*** Given passage Section Begins ***
Ocean Deeply Sleeps is coming off as a deep thinker, not only in the story hour, but at the table, as well. And her player always brings the *best* snacks! Smoked salmon dip, this time!

Fighting Man Dances is proving to be more of a leader every week. Go, little one!

Drunk Dwarf Snores is the human-given name of the new character of the former player of Chameleon. He's a dwarf. A very uncharismatic dwarf. Who apparently snores very loudly. He's a fighter, not a barbarian, but he's still barbaric.

Strong Dwarf Stands is the human-given name of the new character of the former player of Swift. He's a dwarf. A very uncharismatic dwarf. The antics of the two dwarven brothers had all of us cracking up at the table, but killed any kind of horror mood that I was aiming at. Oh well.

I don't think one of my players will appreciate it when I *really* get into horror, if he didn't like the pace of this one. I won't tell you which player I'm talking about._


----------



## Broccli_Head (Jan 21, 2002)

Just a little BUMP! for old time's sake! Hurry up and get caught up, Rune!


----------



## Rune (Jan 22, 2002)

*Don't forget the link to the old boards*

Thanks for the encouragement, but don't forget that I've linked to the old boards, if you can't wait for me to get caught up!  (I know, I know...they're down right now!  Okay.  I'll post one more session tonight.)


----------



## Rune (Jan 22, 2002)

*Characters going into Act II:*

*Drunken Dwarf Snores (Fighter3)

Fighting Man Dances (Monk3/Sorceror1)

Ocean Deeply Sleeps (Rogue1/Fighter3)

Strong Dwarf Stands (Barbarian4) *


----------



## Rune (Jan 22, 2002)

*Act II: Honor
Year 3150*

_A new town is born
where the Monkey's mind is gone.
Whose honor is lost?_

Session 5, part 1

Five years have passed. Already, memory of the horrible events that have led us to this point begins to fade. The halfling is affected more severely than the rest of us, but our memory will blur, as well. That is the nature of the Dream.
*** Given passage Section Ends ***
Exercise aim →
How would you say "Already, memory of the horrible events that have led us to this point begins to fade." from the forum thread above in Spanish?
*** Extracted material Section Begins ***
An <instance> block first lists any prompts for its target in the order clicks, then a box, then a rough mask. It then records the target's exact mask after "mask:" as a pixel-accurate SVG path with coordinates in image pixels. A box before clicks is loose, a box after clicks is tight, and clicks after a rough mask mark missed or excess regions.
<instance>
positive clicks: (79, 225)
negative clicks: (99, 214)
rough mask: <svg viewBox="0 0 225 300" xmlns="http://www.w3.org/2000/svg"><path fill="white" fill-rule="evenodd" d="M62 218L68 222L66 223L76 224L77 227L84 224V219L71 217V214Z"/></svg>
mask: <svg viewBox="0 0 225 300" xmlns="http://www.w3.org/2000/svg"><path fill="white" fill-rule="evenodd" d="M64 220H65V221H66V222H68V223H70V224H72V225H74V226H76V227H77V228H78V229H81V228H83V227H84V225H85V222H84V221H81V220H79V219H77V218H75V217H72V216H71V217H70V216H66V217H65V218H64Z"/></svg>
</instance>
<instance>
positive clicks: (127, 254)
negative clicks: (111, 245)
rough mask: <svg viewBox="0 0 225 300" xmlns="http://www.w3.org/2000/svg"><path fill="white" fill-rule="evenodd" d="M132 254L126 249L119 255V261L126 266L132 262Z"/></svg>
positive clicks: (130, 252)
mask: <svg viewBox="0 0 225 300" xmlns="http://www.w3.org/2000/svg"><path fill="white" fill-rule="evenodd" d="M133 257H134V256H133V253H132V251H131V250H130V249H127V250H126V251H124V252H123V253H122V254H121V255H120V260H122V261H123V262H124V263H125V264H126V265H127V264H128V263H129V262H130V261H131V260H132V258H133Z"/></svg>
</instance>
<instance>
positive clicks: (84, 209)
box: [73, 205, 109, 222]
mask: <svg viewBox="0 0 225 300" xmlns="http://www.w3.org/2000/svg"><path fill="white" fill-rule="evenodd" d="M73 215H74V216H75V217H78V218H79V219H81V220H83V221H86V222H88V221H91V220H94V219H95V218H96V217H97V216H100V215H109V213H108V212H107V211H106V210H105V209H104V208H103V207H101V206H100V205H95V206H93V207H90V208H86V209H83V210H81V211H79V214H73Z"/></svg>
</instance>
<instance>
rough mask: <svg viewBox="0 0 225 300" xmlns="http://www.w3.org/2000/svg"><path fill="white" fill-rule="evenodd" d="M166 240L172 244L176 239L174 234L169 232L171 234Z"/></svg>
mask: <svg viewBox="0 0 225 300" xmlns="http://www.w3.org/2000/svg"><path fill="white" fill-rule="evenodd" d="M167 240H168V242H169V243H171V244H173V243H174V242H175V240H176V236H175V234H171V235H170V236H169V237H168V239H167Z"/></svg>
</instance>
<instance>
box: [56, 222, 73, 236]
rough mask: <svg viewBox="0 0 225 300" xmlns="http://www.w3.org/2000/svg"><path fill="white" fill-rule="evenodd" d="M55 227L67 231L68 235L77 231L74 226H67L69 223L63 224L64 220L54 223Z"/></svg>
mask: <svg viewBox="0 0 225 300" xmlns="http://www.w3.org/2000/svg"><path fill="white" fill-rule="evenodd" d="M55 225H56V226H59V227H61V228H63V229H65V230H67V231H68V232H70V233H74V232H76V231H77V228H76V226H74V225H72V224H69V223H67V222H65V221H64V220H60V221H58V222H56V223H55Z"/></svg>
*** Extracted material Section Ends ***
Response →
Ya empieza a desvanecerse el recuerdo de los terribles sucesos que nos han traído hasta este punto.